| TO DO |
The answer must consist of every line below that contains the word "instance".

| SOURCE DATA |

========

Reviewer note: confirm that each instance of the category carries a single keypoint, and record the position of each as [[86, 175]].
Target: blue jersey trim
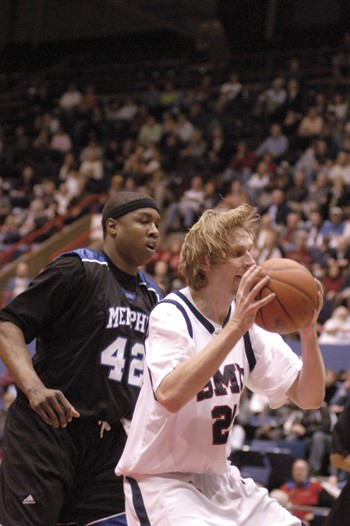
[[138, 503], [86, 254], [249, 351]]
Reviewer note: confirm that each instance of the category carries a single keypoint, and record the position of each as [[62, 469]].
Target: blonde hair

========

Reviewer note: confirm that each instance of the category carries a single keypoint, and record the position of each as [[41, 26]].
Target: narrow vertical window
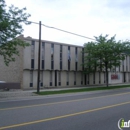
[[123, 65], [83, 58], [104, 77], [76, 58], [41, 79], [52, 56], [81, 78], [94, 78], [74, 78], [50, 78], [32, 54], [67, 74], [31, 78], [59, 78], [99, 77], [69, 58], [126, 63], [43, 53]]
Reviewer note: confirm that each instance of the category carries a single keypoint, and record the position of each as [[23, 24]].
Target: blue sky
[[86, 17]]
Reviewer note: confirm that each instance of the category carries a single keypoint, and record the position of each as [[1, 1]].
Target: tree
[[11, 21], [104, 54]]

========

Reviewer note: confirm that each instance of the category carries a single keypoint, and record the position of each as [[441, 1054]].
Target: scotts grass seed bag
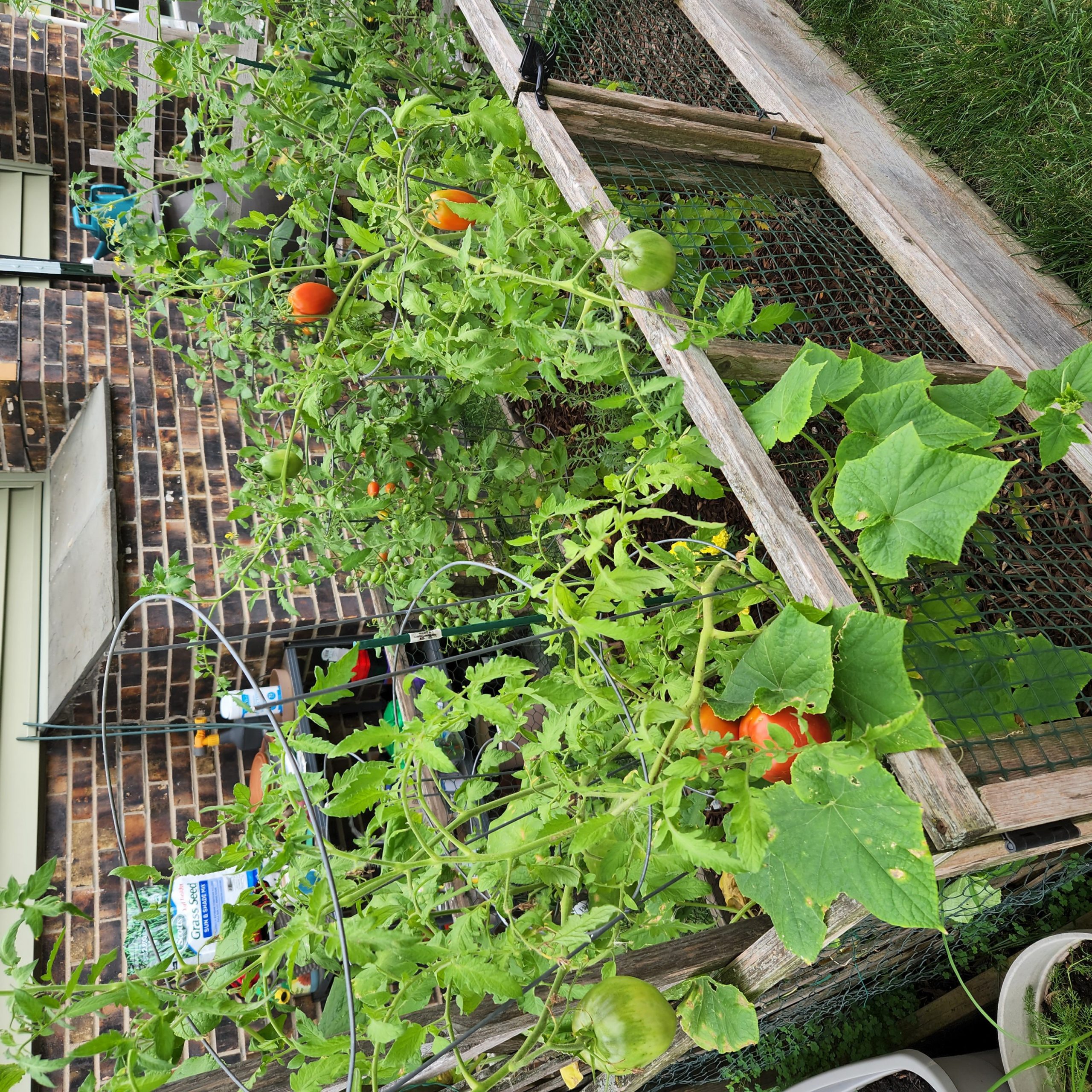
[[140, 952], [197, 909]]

========

| TASK OUTPUT |
Reviewer note: confirm that each instance of the category carries a single keypoint, and record the position of each as [[86, 175]].
Reviewer note: confirm that each instance of the category carries a single keypoint, and record the position of each as [[62, 469]].
Reviewer note: confirm that each instance of the category carries a single keypoint, and record the position of each as [[41, 26]].
Reviewer note: confirm that each instance of the category carries a single keypoint, and record the position of each as [[23, 24]].
Reviewer note: confirm that each instance of the category carries a single keypoint, and record the position of each as [[1, 1]].
Reviewer note: confirm that each instance of the category carries a single keypoint, and record the position of each as [[441, 1054]].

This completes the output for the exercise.